* _Text block_
For the shaded region, is the leftmost x value 0 for each point on the left edge of the region?
Look at what LCKurtz wrote a few posts back.

9. Apr 22, 2016

says

opps, please refer to post #7 :)

10. Apr 22, 2016

LCKurtz

Which makes me think you haven't read my post #5.

11. Apr 22, 2016

says

Oh, so I want the leftmost value for the whole region. I was just writing down 0 because 0 is the leftmost point!

12. Apr 22, 2016

says

The leftmost x=sin(x) and the rightmost pi/2
the upper y = sin(x) and lower = 0

How is this different from my original answer though?

sin(x)≤x≤pi/2
0≤y≤sin(x)

13. Apr 22, 2016

Staff: Mentor

The two inequalities should really be 0 ≤ y ≤ sin(x), 0 ≤ x ≤ π/2
In the original integral, you are using vertical strips, each of which ranges from y = 0 to y = sin(x). The outer integral sums all of these vertical strip areas, as x ranges between 0 and π/2.

Switching the order of integration means you need a different description of the region. In this integral, the inner integral uses horizontal strips, each of which ranges from x = $x_{left}$ to x = $x_{right}$. The horizontal strip areas are then summed as y ranges from 0 to 1.

You need to figure out what $x_{left}$ and $x_{right}$ are. I'm pretty much repeating what I said in post #2.

Note: I've been a little sloppy by saying "area" above. Since the integrand contains a function, you aren't actually computing the area.

14. Apr 22, 2016

Staff: Mentor

x = sin(x) makes no sense here.

For the equation y = sin(x), if you know an x value, it's easy to get the y value. However, what if you know the y value? How do you get the x value on the same graph?
It's not different -- that's the problem, since your first answer was wrong.

15. Apr 22, 2016

says

0 ≤ y ≤ sin(x), 0 ≤ x ≤ π/2

if x=0 then sin(0) = 0, so how come sin(x)≤x≤pi/2 can't be a valid region also?
I don't understand what you mean by saying x = sin(x) makes no sense?

16. Apr 22, 2016

says

Ignore that last question! I understand now. Thanks :)

17. Apr 22, 2016

LCKurtz

18. Apr 22, 2016

says

∫∫f(x,y) dxdy, with 0 ≤ x ≤ π/2, 0 ≤ y ≤ sin(x) being the lower and upper bounds of integration.

19. Apr 22, 2016

Staff: Mentor

No. All you really have done is switch dx and dy in the integral, and swap the order of the inequalities. Go back and read the replies in posts 2, 5, 10, 12, 15, and 16.

20. Apr 22, 2016

says

It's just that one lower bound x value I'm confused with.

arcsin?

* _Job item 1_
In the forum thread, over what range of y values are the horizontal strip areas summed?
* _Job item 2_
Rewrite the part of the forum thread that begins at the words "19. Apr 22, 2016" and stops after "15, and 16.", replacing "replies" with "answers".
None of the stored records is needed for this work.

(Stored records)
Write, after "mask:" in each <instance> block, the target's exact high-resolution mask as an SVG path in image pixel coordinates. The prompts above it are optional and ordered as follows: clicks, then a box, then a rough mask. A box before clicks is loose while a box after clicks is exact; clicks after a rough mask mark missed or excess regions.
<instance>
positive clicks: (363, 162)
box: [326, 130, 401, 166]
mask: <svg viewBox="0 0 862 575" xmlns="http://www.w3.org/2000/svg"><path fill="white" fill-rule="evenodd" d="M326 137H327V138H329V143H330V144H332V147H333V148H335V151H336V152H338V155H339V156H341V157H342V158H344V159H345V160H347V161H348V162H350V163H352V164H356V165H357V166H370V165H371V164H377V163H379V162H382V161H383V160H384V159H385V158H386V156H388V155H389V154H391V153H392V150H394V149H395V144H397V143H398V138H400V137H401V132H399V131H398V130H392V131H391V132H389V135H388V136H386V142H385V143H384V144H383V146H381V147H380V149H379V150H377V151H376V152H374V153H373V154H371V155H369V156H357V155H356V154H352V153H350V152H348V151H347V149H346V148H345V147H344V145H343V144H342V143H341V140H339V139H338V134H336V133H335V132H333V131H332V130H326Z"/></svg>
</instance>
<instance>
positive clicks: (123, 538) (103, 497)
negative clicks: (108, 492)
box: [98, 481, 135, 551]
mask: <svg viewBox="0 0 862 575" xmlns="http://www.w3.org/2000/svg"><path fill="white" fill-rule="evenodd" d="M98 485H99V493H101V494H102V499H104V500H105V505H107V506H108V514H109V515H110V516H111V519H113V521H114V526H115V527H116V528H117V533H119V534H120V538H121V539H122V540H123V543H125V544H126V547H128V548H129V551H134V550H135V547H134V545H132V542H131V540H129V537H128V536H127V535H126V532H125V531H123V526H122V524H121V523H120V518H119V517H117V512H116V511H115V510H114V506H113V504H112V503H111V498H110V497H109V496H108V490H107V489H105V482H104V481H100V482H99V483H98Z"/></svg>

* _Output 1_
From 0 to 1.

* _Output 2_
19. Apr 22, 2016

Staff: Mentor

No. All you really have done is switch dx and dy in the integral, and swap the order of the inequalities. Go back and read the answers in posts 2, 5, 10, 12, 15, and 16.